### TASK TO CARRY OUT
Each record has to be returned exactly as it appears.

### AVAILABLE DATA
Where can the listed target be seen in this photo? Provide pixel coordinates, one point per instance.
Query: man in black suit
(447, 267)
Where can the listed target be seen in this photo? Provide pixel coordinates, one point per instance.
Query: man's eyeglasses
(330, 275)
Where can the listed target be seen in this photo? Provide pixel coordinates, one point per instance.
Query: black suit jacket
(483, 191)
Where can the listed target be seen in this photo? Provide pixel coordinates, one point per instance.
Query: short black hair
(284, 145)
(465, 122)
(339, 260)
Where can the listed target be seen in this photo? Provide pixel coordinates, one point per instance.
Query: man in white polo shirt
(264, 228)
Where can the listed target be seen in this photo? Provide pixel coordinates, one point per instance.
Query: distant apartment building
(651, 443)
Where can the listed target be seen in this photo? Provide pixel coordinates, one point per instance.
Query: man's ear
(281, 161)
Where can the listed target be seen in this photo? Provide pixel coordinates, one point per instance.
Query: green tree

### WRITTEN RESPONSE
Where can the listed target be seen in this photo? Provide pixel coordinates, one point per instance.
Query: man in black suit
(447, 267)
Where can the listed target be seen in this photo? Provide pixel coordinates, one point per instance.
Query: man's eyeglasses
(330, 275)
Where can the listed target be seen in this photo? Provide pixel coordinates, one point per instance.
Query: black suit jacket
(483, 191)
Where can the listed target be seen in this photo? Provide pixel coordinates, one point per instance.
Query: short black hair
(284, 145)
(465, 122)
(339, 260)
Where can the listed target be seen in this photo? Provide pixel coordinates, one point per instance.
Query: man in white polo shirt
(264, 228)
Where can the listed target be seen in this photo? Provide pixel coordinates, one point per instance.
Query: distant apartment building
(651, 443)
Where can the listed target be seen in this photo? Provide pixel coordinates, one point per instance.
Query: man's ear
(281, 161)
Where can the listed target be seen in this photo? Provide pixel coordinates, one point per instance.
Query: green tree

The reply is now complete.